I was in the airport when I found out that the mother of one of my best friends had just died quite suddenly. She was at dinner with a friend, felt sick and was dead within a few hours.
I learned this through a message from my mom, who heard about it on the local news.
I called my friend. Imagine this scene for a second: There I am in Terminal 2 of the San Diego airport, calling someone whose mother had just died.
He answered. He was crushed. We cried.
His mom was one of the few people who always saw past my stupid behavior in high school. She always loved and accepted me, despite my being quite unlovable at the time. She gently influenced me to be better by not trying to influence me at all.
She was amazing.
My friend knew that better than anyone. He told me about her last moments in the hospital. He told me about begging the doctor to do more.
Life. Is. Heavy. And then I boarded a plane.
I thought about everyone else on the plane. I wondered if the airline employee scanning my boarding pass could see that I had been crying. Were my eyes red? Swollen? I wondered if there would be room for my bag in the overhead bin. If the person next to me would be nice.
In that moment, I couldn’t help but think about how odd the situation felt. All around me were strangers. I knew no one. And as far as I knew, no one had any idea what I was dealing with.
I thought about the airline employee who had just checked my boarding pass, the man sitting next to me, the woman across the aisle. Did they have a sick child, or a friend in the hospital? Were they on that plane in a race against time? What about the person who had been yelling at the gate agent or, for that matter, those who were yelling on Twitter while I checked it standing in line?
As I turned away and stared at the Pacific Ocean through the little window from my seat on the plane, I was left with a bunch of grief and two big questions.
What burdens are all the people on this plane carrying? And how would I treat them differently if I knew?

[INFORMATION SUPPLIED]:
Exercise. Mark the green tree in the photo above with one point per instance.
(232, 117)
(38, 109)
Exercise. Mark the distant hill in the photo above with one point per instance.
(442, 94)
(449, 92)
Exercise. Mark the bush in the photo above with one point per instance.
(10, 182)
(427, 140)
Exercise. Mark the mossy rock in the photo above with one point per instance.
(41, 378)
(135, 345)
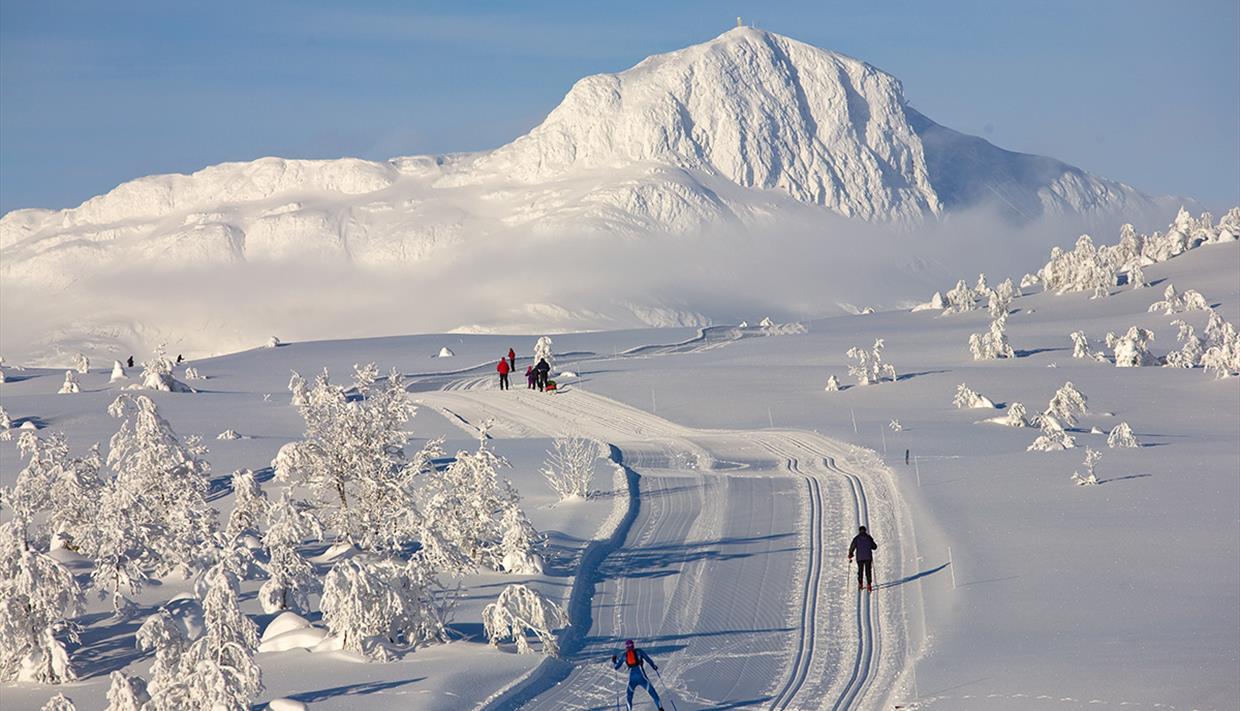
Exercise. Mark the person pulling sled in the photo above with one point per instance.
(635, 659)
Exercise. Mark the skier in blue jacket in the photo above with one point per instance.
(635, 660)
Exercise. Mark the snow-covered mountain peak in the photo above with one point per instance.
(757, 108)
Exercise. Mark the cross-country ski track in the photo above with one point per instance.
(730, 572)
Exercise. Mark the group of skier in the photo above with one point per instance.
(536, 375)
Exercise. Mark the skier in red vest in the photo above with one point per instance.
(636, 660)
(504, 374)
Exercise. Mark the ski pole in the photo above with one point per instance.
(666, 689)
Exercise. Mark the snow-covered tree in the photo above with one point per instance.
(71, 385)
(164, 635)
(377, 606)
(967, 397)
(518, 612)
(463, 506)
(39, 598)
(992, 344)
(542, 351)
(249, 505)
(58, 702)
(569, 467)
(352, 459)
(1016, 416)
(1089, 478)
(1053, 437)
(220, 665)
(127, 693)
(299, 390)
(1132, 349)
(869, 366)
(960, 299)
(1067, 405)
(292, 578)
(1121, 436)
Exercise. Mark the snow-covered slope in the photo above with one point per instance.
(744, 133)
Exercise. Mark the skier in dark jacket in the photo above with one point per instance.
(504, 374)
(542, 369)
(863, 545)
(636, 660)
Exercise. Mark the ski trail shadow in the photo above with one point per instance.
(913, 577)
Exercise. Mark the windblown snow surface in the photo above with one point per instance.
(719, 539)
(748, 154)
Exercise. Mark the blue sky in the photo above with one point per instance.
(96, 93)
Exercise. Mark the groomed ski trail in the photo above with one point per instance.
(667, 583)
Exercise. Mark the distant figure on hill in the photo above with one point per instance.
(504, 374)
(863, 545)
(542, 369)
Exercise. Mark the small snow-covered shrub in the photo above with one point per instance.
(969, 398)
(569, 468)
(1053, 437)
(377, 606)
(1121, 436)
(1089, 478)
(1132, 349)
(518, 612)
(1067, 405)
(869, 366)
(71, 385)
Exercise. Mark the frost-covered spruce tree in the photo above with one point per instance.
(1053, 437)
(299, 390)
(1067, 405)
(1189, 354)
(352, 459)
(518, 612)
(542, 351)
(164, 484)
(164, 635)
(1132, 349)
(1089, 478)
(377, 607)
(71, 385)
(569, 467)
(520, 544)
(249, 506)
(967, 397)
(39, 598)
(1121, 436)
(461, 509)
(869, 366)
(127, 693)
(58, 702)
(292, 578)
(222, 673)
(960, 299)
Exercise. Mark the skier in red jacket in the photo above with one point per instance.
(504, 374)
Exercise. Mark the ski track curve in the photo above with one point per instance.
(666, 511)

[INSTRUCTIONS FOR THE TASK]: Edit the passage about the airport phone call: reproduce the portion starting at "I called my" and ending at "would be nice.", with "San Diego" replaced by "Los Angeles".

[SOLUTION]:
I called my friend. Imagine this scene for a second: There I am in Terminal 2 of the Los Angeles airport, calling someone whose mother had just died.
He answered. He was crushed. We cried.
His mom was one of the few people who always saw past my stupid behavior in high school. She always loved and accepted me, despite my being quite unlovable at the time. She gently influenced me to be better by not trying to influence me at all.
She was amazing.
My friend knew that better than anyone. He told me about her last moments in the hospital. He told me about begging the doctor to do more.
Life. Is. Heavy. And then I boarded a plane.
I thought about everyone else on the plane. I wondered if the airline employee scanning my boarding pass could see that I had been crying. Were my eyes red? Swollen? I wondered if there would be room for my bag in the overhead bin. If the person next to me would be nice.